WRITTEN INSTRUCTION ::
Exactly reproduce the lines beginning with the line that includes "TARGET = cherub's head" and ending with the last line of the data.
— begin PROVIDED RECORDS —
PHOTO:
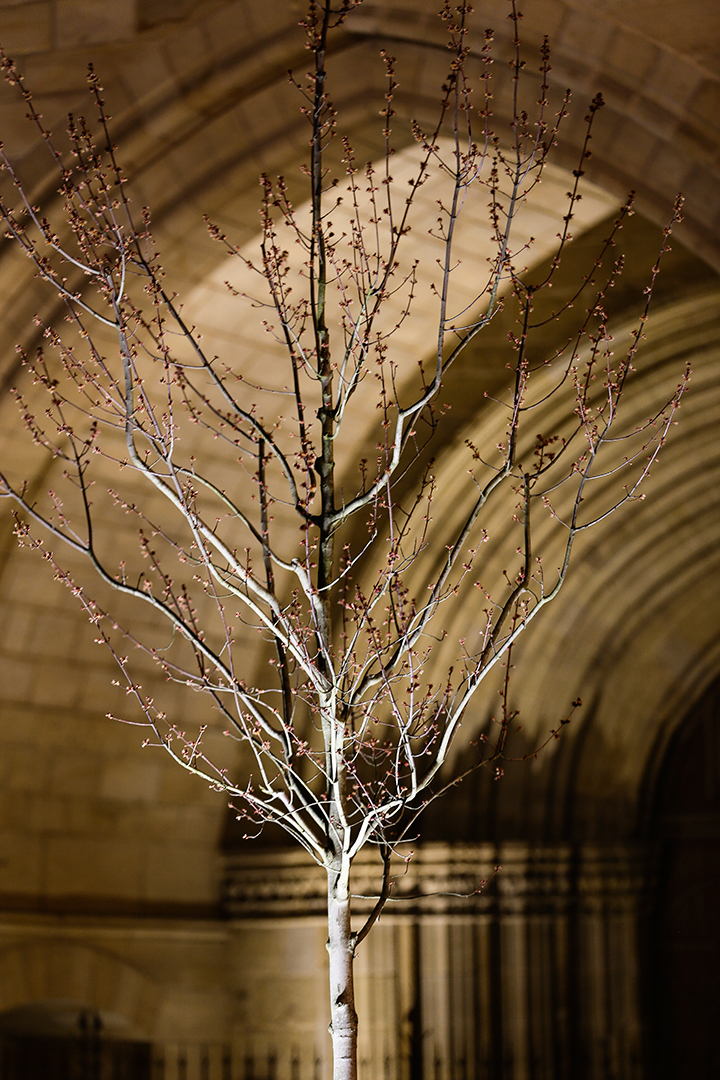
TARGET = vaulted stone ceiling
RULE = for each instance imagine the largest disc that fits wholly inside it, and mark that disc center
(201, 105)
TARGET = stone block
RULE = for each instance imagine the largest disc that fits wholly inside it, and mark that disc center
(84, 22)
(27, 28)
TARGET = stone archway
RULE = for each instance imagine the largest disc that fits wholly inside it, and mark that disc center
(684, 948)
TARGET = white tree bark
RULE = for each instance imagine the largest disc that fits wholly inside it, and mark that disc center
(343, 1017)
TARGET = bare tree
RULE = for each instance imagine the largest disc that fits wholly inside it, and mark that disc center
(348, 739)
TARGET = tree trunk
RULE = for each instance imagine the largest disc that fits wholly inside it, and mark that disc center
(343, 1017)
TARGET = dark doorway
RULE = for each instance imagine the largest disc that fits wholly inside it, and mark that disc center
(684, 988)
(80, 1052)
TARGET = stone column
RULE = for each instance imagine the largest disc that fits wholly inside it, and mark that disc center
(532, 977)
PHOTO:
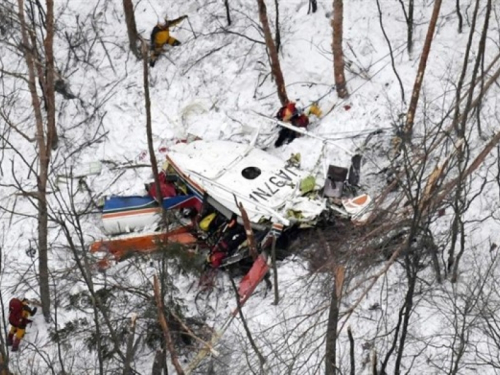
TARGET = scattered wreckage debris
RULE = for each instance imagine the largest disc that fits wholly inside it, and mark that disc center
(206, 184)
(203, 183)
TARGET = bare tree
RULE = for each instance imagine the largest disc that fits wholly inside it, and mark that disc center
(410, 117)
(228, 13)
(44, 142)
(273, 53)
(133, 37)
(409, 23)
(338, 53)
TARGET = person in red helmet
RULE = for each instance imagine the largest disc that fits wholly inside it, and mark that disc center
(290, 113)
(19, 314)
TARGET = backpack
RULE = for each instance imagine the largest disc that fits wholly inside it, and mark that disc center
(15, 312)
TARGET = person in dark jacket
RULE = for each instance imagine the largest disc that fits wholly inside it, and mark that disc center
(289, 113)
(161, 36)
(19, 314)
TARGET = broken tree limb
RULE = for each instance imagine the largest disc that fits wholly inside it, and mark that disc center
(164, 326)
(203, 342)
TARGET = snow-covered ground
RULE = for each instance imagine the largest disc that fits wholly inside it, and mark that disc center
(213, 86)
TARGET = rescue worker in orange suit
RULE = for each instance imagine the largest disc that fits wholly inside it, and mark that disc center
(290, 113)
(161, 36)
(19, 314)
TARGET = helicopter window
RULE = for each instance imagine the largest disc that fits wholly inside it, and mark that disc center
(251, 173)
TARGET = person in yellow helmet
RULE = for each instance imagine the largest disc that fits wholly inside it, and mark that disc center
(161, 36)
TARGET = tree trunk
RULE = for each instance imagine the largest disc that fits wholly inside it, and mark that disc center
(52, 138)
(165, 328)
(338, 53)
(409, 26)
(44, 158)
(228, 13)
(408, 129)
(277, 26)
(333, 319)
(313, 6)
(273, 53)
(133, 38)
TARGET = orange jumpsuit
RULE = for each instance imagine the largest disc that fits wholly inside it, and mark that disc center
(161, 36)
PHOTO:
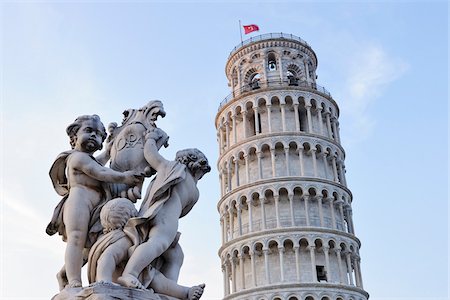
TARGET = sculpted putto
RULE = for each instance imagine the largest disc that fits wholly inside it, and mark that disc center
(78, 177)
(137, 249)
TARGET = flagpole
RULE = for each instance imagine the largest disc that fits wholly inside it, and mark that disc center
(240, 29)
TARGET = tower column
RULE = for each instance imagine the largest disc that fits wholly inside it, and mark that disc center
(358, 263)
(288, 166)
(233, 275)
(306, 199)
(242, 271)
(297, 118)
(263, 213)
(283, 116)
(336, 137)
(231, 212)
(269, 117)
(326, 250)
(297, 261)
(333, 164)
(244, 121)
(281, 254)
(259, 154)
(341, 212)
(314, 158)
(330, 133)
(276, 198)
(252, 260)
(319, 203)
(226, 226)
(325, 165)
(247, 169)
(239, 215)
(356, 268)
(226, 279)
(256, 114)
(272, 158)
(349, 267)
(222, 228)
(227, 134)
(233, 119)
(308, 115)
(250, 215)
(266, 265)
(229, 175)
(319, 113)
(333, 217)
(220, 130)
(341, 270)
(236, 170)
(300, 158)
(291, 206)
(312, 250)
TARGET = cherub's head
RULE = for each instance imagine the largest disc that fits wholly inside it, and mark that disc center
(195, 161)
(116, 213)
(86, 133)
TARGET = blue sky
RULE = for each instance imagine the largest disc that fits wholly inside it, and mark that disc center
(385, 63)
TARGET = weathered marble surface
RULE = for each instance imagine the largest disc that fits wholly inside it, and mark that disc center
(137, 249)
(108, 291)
— end PROVIDED RECORDS —
ANSWER ::
TARGET = cherub's head
RULE = for each instance imagine the largest disc that fits wholly inside it, and mark that disc center
(195, 161)
(116, 213)
(86, 133)
TARGET = blue sky
RULE = for each instance imagine the largest disc that fits wholly inside it, and mark that disc center
(385, 63)
TARGET = weathered marble surface
RULE = for each instance imagine the largest disc that fits wholly inside it, and mark that disc center
(137, 249)
(108, 291)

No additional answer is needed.